[THE PROBLEM]: Arrange the lines of the records from the line containing "[segment] kitchen backsplash" through the line containing "139], [21, 141]]]" as a JSON list of strings, one string per line, leaving out any blank lines.
-------- DATA FOR THE TASK --------
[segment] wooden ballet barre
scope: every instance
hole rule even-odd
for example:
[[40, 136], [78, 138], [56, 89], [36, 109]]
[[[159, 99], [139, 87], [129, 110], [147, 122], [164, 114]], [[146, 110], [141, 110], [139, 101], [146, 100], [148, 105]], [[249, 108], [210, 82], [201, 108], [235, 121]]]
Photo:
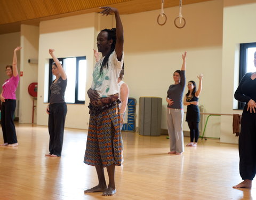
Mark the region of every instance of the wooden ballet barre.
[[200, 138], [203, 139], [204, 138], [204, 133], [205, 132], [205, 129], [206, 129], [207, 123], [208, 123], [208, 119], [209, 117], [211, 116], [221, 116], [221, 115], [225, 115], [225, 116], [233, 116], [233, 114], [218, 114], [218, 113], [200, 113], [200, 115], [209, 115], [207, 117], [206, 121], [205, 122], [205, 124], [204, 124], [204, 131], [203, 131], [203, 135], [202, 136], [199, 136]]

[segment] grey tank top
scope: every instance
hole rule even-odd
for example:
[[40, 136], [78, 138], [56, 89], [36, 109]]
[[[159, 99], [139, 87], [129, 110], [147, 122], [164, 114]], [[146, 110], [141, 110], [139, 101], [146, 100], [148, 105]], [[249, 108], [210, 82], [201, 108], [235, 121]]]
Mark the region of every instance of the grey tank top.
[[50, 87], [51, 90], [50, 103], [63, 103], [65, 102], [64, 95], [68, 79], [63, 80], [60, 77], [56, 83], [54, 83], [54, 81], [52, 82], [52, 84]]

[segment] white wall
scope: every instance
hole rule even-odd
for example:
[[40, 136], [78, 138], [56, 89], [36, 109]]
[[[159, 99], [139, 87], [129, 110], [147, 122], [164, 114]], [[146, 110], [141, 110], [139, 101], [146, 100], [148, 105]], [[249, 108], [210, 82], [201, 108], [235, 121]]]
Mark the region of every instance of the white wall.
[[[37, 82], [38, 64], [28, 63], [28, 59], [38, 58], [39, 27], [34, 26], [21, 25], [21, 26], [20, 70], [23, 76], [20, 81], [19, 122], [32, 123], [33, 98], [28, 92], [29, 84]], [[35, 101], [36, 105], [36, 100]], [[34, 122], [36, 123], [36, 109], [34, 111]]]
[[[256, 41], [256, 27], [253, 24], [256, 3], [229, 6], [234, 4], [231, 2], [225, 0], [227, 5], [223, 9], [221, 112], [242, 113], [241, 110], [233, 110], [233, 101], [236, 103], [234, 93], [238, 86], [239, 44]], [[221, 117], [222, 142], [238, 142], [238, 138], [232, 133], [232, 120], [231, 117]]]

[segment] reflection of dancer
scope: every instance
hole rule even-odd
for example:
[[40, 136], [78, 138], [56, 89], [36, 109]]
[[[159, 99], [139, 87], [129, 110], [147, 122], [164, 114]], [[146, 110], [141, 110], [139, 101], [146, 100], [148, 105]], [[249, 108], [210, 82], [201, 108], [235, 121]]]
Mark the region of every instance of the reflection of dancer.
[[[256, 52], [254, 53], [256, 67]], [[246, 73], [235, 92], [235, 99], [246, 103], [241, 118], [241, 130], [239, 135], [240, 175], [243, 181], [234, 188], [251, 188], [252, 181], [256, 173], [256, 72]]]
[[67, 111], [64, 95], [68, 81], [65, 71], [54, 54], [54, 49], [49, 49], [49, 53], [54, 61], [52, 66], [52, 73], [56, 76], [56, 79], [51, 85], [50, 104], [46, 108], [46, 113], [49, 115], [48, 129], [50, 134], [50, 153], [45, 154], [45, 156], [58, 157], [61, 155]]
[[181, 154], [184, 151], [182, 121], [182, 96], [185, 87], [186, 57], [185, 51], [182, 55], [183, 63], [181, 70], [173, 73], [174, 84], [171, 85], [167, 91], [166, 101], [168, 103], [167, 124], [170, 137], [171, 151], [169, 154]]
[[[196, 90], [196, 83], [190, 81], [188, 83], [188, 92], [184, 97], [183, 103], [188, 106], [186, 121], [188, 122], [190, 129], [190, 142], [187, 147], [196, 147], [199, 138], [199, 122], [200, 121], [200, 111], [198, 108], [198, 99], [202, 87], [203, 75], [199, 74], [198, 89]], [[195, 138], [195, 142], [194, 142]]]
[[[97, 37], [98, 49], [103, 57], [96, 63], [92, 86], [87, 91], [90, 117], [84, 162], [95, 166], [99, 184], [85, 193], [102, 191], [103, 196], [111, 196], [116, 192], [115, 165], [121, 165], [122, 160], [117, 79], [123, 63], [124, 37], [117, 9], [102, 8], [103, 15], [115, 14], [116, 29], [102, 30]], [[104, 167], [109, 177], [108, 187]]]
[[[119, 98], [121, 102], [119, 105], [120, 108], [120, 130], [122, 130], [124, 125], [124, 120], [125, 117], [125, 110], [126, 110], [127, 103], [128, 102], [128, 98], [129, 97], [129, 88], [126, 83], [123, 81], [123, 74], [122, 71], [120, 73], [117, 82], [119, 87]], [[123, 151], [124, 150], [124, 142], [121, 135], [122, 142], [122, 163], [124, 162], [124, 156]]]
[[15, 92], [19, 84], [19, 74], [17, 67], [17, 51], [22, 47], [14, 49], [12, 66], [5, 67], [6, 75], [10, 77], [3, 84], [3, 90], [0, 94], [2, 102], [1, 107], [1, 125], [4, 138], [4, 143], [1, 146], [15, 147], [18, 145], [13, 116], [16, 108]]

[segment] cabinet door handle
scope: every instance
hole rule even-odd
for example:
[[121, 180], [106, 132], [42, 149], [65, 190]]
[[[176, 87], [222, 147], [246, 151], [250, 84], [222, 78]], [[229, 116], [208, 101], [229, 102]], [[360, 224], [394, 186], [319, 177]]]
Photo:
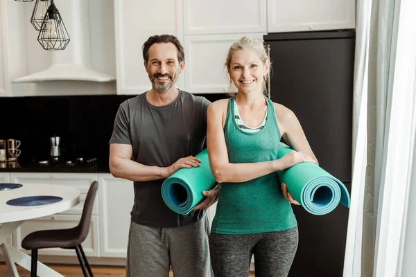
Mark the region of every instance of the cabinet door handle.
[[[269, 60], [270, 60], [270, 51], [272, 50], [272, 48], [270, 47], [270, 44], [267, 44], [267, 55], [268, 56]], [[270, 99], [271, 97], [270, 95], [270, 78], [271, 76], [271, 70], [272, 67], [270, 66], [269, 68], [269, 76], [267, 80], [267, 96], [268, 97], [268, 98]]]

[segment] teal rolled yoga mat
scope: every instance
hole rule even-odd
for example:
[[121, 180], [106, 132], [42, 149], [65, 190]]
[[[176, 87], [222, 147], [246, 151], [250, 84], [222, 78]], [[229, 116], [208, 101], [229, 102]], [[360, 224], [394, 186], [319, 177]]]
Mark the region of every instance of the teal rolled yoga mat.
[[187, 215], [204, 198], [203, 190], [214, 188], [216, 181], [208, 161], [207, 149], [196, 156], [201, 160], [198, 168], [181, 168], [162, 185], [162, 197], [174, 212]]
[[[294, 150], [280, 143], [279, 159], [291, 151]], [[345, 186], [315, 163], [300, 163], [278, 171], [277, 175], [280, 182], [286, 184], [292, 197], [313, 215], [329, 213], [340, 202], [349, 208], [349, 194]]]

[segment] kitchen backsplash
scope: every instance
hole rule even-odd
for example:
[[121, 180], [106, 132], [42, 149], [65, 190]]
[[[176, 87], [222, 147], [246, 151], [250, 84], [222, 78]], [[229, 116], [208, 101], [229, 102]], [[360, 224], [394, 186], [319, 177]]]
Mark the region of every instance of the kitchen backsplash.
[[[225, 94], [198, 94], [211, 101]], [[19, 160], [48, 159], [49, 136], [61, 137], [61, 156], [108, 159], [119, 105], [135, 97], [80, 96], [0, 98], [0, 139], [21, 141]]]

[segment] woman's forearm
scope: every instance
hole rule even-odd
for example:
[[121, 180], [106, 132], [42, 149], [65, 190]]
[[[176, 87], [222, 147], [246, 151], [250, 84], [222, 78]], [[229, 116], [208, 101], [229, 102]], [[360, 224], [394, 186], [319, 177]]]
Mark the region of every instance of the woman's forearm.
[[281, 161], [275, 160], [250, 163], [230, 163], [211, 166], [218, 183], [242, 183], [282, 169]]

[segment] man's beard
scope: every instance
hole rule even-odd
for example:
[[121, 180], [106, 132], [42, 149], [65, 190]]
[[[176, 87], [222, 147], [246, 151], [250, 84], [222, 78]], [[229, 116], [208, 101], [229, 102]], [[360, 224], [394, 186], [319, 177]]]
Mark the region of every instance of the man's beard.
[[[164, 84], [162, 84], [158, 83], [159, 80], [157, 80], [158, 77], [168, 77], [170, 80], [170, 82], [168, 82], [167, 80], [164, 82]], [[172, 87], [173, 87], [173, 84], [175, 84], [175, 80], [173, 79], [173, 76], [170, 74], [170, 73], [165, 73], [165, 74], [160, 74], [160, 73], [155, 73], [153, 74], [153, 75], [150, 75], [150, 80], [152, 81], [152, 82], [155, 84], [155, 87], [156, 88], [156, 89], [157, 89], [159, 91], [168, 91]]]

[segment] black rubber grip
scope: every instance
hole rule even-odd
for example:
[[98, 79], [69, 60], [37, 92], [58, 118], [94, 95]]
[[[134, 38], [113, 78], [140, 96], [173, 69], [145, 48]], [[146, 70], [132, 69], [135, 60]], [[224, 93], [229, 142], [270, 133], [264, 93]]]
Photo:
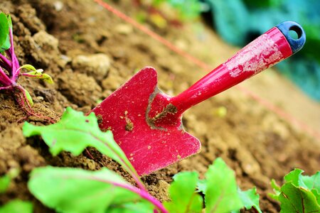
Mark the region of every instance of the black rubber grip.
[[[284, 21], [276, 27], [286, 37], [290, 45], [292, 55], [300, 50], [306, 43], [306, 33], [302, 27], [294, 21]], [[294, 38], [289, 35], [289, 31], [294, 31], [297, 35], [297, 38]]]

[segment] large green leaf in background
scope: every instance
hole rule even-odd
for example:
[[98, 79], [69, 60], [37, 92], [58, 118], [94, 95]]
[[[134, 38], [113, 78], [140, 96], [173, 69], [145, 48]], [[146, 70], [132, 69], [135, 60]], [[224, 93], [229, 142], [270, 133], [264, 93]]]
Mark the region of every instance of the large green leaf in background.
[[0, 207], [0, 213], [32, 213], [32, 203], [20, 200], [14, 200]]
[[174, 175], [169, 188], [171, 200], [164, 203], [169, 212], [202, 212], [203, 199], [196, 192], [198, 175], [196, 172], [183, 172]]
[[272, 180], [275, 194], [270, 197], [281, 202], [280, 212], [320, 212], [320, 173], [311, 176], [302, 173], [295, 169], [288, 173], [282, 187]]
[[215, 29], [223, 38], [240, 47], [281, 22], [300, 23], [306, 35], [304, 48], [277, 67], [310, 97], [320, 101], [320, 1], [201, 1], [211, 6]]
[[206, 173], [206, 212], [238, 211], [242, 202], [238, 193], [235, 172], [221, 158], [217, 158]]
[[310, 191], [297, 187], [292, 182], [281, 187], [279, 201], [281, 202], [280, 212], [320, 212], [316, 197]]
--------
[REPLY]:
[
  "[segment] kitchen backsplash",
  "scope: every instance",
  "hole rule even-odd",
  "for example:",
  "[[121, 180], [106, 132], [42, 149], [65, 190]]",
  "[[[176, 87], [222, 147], [246, 151], [250, 84], [222, 78]], [[229, 116], [208, 101], [229, 102]], [[360, 224], [394, 186], [319, 177]]]",
  "Mark the region of every instance of the kitchen backsplash.",
  "[[[225, 94], [198, 94], [211, 101]], [[19, 160], [48, 159], [49, 136], [61, 137], [61, 156], [108, 159], [119, 105], [135, 97], [80, 96], [0, 98], [0, 139], [21, 141]]]"
]